-- Start --

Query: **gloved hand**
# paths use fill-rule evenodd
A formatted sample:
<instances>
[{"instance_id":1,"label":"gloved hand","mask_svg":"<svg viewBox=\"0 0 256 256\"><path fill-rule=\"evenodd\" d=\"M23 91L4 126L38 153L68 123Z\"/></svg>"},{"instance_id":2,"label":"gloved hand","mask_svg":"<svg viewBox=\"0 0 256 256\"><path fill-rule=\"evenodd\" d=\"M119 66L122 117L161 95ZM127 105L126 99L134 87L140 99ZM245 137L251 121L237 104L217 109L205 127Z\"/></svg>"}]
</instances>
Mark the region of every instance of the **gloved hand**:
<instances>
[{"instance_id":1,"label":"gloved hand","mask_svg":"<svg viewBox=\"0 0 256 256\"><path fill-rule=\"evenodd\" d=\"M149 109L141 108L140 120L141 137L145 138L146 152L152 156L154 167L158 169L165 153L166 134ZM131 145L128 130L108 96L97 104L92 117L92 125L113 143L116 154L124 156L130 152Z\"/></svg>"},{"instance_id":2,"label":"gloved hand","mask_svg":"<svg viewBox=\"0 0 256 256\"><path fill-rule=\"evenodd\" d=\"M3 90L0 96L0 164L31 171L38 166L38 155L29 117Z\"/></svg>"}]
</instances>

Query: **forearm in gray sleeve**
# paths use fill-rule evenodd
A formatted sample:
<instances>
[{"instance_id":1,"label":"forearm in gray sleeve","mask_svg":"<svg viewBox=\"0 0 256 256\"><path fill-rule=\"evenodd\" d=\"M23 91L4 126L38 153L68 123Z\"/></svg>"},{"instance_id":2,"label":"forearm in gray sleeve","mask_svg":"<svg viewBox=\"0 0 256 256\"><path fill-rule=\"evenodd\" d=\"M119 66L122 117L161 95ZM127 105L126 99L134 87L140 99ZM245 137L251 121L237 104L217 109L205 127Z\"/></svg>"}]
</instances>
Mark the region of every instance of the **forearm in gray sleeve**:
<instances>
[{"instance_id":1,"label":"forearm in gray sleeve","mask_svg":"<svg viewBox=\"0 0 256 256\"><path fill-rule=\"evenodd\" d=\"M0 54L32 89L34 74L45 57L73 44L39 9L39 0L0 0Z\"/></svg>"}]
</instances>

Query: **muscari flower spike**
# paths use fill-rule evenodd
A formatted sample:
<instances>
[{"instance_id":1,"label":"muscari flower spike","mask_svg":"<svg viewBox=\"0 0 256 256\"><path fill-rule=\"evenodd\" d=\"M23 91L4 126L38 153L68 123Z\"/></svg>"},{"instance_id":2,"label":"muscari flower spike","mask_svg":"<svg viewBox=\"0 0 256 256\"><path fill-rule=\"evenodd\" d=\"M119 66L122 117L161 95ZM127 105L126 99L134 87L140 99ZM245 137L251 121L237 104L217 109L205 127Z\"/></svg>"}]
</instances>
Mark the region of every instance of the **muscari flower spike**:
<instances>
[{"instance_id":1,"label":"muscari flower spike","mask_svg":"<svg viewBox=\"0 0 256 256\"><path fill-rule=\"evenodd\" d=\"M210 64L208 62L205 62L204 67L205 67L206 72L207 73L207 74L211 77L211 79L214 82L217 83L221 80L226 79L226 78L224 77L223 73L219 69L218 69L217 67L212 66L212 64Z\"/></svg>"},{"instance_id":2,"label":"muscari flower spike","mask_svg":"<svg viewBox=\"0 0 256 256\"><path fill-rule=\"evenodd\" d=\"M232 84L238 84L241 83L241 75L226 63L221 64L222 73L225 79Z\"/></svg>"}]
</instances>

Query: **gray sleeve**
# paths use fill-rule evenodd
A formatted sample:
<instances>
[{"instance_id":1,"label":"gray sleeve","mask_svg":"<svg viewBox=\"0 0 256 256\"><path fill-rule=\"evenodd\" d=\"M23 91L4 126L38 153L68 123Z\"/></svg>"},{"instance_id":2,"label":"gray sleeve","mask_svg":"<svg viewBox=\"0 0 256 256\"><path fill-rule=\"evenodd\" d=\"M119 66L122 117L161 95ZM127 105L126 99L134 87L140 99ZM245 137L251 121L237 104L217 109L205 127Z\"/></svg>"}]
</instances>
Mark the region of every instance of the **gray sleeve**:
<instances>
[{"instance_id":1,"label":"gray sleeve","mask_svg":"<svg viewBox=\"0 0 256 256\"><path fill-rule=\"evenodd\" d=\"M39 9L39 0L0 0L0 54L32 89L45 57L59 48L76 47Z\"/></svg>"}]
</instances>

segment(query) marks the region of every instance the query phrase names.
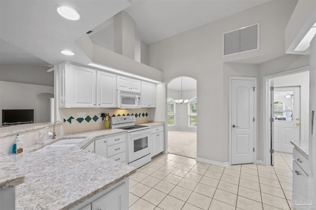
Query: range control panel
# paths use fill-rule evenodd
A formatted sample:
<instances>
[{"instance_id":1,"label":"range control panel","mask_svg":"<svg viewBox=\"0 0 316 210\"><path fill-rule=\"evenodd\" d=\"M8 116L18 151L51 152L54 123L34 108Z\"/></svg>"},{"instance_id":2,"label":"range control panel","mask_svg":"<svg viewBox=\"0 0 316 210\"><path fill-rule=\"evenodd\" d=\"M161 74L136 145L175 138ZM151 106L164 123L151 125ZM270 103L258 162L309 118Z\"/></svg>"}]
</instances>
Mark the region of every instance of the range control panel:
<instances>
[{"instance_id":1,"label":"range control panel","mask_svg":"<svg viewBox=\"0 0 316 210\"><path fill-rule=\"evenodd\" d=\"M127 122L134 122L136 121L135 116L112 117L111 119L111 124L121 124Z\"/></svg>"}]
</instances>

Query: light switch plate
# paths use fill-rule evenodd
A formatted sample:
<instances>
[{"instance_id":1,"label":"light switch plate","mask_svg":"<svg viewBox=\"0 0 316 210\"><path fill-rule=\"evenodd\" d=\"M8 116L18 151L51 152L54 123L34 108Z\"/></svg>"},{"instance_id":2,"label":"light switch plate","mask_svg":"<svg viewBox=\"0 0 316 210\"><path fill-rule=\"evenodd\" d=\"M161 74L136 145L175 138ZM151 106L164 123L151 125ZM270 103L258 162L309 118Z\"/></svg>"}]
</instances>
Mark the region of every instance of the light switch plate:
<instances>
[{"instance_id":1,"label":"light switch plate","mask_svg":"<svg viewBox=\"0 0 316 210\"><path fill-rule=\"evenodd\" d=\"M85 118L85 112L78 112L77 118Z\"/></svg>"}]
</instances>

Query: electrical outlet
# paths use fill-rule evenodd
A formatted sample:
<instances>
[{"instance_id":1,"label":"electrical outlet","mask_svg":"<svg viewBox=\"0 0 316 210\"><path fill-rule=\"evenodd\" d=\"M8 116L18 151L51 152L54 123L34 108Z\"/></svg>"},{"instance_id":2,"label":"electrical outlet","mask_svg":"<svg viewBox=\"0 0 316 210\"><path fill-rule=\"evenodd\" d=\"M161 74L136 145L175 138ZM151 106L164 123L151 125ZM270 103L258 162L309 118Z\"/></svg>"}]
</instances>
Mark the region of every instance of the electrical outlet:
<instances>
[{"instance_id":1,"label":"electrical outlet","mask_svg":"<svg viewBox=\"0 0 316 210\"><path fill-rule=\"evenodd\" d=\"M77 112L77 118L85 118L85 112Z\"/></svg>"}]
</instances>

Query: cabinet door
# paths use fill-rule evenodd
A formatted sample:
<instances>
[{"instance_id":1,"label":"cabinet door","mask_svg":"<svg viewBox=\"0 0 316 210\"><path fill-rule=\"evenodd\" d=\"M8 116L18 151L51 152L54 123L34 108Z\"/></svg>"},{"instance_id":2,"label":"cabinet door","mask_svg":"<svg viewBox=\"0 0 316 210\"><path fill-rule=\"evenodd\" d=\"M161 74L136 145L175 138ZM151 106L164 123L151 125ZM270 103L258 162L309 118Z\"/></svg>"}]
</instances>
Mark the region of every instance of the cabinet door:
<instances>
[{"instance_id":1,"label":"cabinet door","mask_svg":"<svg viewBox=\"0 0 316 210\"><path fill-rule=\"evenodd\" d=\"M97 101L99 107L116 107L117 78L116 75L98 71Z\"/></svg>"},{"instance_id":2,"label":"cabinet door","mask_svg":"<svg viewBox=\"0 0 316 210\"><path fill-rule=\"evenodd\" d=\"M71 65L71 107L95 107L96 71Z\"/></svg>"},{"instance_id":3,"label":"cabinet door","mask_svg":"<svg viewBox=\"0 0 316 210\"><path fill-rule=\"evenodd\" d=\"M163 151L163 131L158 133L157 140L157 153L160 153Z\"/></svg>"},{"instance_id":4,"label":"cabinet door","mask_svg":"<svg viewBox=\"0 0 316 210\"><path fill-rule=\"evenodd\" d=\"M300 197L308 199L308 176L294 160L292 186L293 201L299 199Z\"/></svg>"},{"instance_id":5,"label":"cabinet door","mask_svg":"<svg viewBox=\"0 0 316 210\"><path fill-rule=\"evenodd\" d=\"M129 90L129 80L127 77L118 76L117 77L117 88L118 90Z\"/></svg>"},{"instance_id":6,"label":"cabinet door","mask_svg":"<svg viewBox=\"0 0 316 210\"><path fill-rule=\"evenodd\" d=\"M133 92L141 92L141 85L140 80L131 79L129 83L130 90Z\"/></svg>"},{"instance_id":7,"label":"cabinet door","mask_svg":"<svg viewBox=\"0 0 316 210\"><path fill-rule=\"evenodd\" d=\"M152 134L152 157L157 154L157 134Z\"/></svg>"},{"instance_id":8,"label":"cabinet door","mask_svg":"<svg viewBox=\"0 0 316 210\"><path fill-rule=\"evenodd\" d=\"M156 106L156 85L154 84L149 83L149 105L150 107L155 107Z\"/></svg>"},{"instance_id":9,"label":"cabinet door","mask_svg":"<svg viewBox=\"0 0 316 210\"><path fill-rule=\"evenodd\" d=\"M92 142L83 149L89 152L94 153L94 142Z\"/></svg>"},{"instance_id":10,"label":"cabinet door","mask_svg":"<svg viewBox=\"0 0 316 210\"><path fill-rule=\"evenodd\" d=\"M142 107L147 107L149 106L148 95L149 91L149 85L148 83L142 81L141 101Z\"/></svg>"},{"instance_id":11,"label":"cabinet door","mask_svg":"<svg viewBox=\"0 0 316 210\"><path fill-rule=\"evenodd\" d=\"M92 202L92 210L127 210L128 192L127 184L124 183Z\"/></svg>"},{"instance_id":12,"label":"cabinet door","mask_svg":"<svg viewBox=\"0 0 316 210\"><path fill-rule=\"evenodd\" d=\"M95 153L98 155L108 157L108 146L107 139L97 139L94 141Z\"/></svg>"}]
</instances>

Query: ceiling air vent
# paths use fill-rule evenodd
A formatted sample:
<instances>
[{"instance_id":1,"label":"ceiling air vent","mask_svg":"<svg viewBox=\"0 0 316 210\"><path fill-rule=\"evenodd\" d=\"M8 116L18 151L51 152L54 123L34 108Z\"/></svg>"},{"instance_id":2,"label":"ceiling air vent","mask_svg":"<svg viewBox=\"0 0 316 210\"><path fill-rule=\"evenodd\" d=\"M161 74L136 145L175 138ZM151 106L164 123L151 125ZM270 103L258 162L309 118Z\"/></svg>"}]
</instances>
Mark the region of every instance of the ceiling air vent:
<instances>
[{"instance_id":1,"label":"ceiling air vent","mask_svg":"<svg viewBox=\"0 0 316 210\"><path fill-rule=\"evenodd\" d=\"M223 56L259 50L259 31L258 23L224 33Z\"/></svg>"}]
</instances>

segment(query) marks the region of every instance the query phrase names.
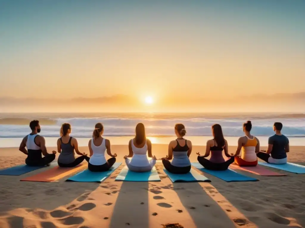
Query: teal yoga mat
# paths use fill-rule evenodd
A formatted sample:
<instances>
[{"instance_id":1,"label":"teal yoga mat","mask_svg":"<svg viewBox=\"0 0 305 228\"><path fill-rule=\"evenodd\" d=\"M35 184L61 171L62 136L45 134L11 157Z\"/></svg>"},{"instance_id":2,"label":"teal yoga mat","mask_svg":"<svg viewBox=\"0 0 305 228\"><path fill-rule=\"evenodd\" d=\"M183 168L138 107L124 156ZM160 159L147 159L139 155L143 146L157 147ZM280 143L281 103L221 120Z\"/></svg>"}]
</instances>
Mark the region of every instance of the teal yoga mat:
<instances>
[{"instance_id":1,"label":"teal yoga mat","mask_svg":"<svg viewBox=\"0 0 305 228\"><path fill-rule=\"evenodd\" d=\"M189 173L185 174L174 174L163 169L170 180L173 182L210 182L211 181L202 174L199 173L194 169L191 169Z\"/></svg>"},{"instance_id":2,"label":"teal yoga mat","mask_svg":"<svg viewBox=\"0 0 305 228\"><path fill-rule=\"evenodd\" d=\"M91 172L88 169L82 171L66 180L77 182L102 182L122 164L116 162L110 169L106 172Z\"/></svg>"},{"instance_id":3,"label":"teal yoga mat","mask_svg":"<svg viewBox=\"0 0 305 228\"><path fill-rule=\"evenodd\" d=\"M192 163L192 165L199 170L208 173L227 182L242 181L256 181L258 180L241 174L237 172L228 169L224 171L214 171L204 168L199 162Z\"/></svg>"},{"instance_id":4,"label":"teal yoga mat","mask_svg":"<svg viewBox=\"0 0 305 228\"><path fill-rule=\"evenodd\" d=\"M270 164L260 161L259 161L258 164L265 166L274 168L281 170L290 172L291 173L298 174L305 173L305 166L297 164L294 164L290 162L287 162L286 164Z\"/></svg>"},{"instance_id":5,"label":"teal yoga mat","mask_svg":"<svg viewBox=\"0 0 305 228\"><path fill-rule=\"evenodd\" d=\"M122 169L115 180L121 181L161 181L156 167L149 172L137 172L130 171L126 166Z\"/></svg>"},{"instance_id":6,"label":"teal yoga mat","mask_svg":"<svg viewBox=\"0 0 305 228\"><path fill-rule=\"evenodd\" d=\"M50 165L54 165L56 164L57 161L52 161ZM20 165L16 166L6 168L0 170L0 175L8 176L20 176L25 173L34 170L41 169L45 166L30 166L27 165Z\"/></svg>"}]
</instances>

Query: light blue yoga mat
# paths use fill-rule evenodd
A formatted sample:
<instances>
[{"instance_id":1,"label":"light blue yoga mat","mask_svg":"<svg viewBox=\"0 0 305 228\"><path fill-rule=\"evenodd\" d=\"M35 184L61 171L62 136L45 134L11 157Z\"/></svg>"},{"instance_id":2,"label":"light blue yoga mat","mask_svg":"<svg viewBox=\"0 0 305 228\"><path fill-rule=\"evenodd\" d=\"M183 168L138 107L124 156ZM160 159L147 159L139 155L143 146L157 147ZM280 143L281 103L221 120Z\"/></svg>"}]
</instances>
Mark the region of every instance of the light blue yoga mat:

-- End --

#### DIRECTIVE:
Collect every line of the records that contains the string "blue" and copy each one out.

#### THE REPLY:
Query: light blue yoga mat
[{"instance_id":1,"label":"light blue yoga mat","mask_svg":"<svg viewBox=\"0 0 305 228\"><path fill-rule=\"evenodd\" d=\"M35 184L61 171L62 136L45 134L11 157Z\"/></svg>"},{"instance_id":2,"label":"light blue yoga mat","mask_svg":"<svg viewBox=\"0 0 305 228\"><path fill-rule=\"evenodd\" d=\"M183 168L138 107L124 156ZM160 159L147 159L139 155L143 146L157 147ZM280 143L281 103L221 120Z\"/></svg>"}]
Mark the region of every instance of the light blue yoga mat:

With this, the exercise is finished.